* TASK: Show every line of the records that contains the word "commands". Case counts.

* DATA SECTION:
——————————

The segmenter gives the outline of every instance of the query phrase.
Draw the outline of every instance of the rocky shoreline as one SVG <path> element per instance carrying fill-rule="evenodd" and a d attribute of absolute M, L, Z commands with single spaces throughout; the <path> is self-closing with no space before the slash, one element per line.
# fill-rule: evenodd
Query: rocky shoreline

——————————

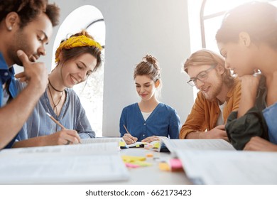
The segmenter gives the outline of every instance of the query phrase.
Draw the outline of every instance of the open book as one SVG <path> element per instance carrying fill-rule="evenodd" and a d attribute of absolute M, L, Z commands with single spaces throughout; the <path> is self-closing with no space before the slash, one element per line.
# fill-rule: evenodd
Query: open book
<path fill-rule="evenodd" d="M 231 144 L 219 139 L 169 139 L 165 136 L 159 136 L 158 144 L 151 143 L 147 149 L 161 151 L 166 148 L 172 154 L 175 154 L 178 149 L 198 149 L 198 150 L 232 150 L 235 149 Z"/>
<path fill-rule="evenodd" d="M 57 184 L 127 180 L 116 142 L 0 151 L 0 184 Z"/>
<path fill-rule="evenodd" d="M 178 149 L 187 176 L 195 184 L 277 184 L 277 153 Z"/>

——————————

* FINISHED EXERCISE:
Draw the outline of every instance of the rocky shoreline as one SVG <path> element per instance carrying fill-rule="evenodd" and a d attribute of absolute M, L, Z commands with single spaces throughout; the <path> is self-closing with no space before the slash, one element per line.
Draw the outline of every instance of the open book as one SVG <path> element per instance carrying fill-rule="evenodd" and a d attribute of absolute M, L, Z commands with single spaces throughout; the <path> is self-closing with no space before the slash, one element per line.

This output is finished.